= Task to carry out =
Starting at the line with "Place one keypoint on each instance of the dog's left", transcribe each line through the final one, both included, and add nothing.

##### Listed records #####

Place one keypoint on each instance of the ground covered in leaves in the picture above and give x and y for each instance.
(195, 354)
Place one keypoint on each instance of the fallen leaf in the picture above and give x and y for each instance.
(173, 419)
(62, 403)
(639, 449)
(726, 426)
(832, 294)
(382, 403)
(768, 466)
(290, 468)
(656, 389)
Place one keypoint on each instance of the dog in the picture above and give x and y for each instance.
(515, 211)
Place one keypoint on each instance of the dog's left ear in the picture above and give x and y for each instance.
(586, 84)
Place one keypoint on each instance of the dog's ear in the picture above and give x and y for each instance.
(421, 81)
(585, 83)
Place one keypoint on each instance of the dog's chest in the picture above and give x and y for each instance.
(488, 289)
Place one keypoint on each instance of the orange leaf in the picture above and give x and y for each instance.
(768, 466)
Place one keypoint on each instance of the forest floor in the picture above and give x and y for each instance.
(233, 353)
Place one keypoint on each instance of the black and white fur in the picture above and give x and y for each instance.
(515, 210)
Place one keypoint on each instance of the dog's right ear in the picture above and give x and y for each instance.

#####

= Result for this exercise =
Place one keypoint on each instance of the dog's left ear in the picture above and give x and y for each instance.
(586, 84)
Place one keypoint on each instance of the dog's ear in the picture above and give x and y for each instance.
(421, 81)
(585, 83)
Place one keypoint on each instance of the dog's chest in the picture above and give x and y for each instance.
(488, 289)
Place one keypoint on each instance of the orange leaf in the picture above and give x and y for each instance.
(768, 466)
Place one keypoint on each instance of the forest floor in the picture above and give x and y for each instance.
(233, 353)
Place one keypoint on each instance of the black and white fur in the picture above and give x and y for each instance.
(515, 210)
Place one keypoint on each instance of the dog's right ear in the picture above and give x and y for each instance.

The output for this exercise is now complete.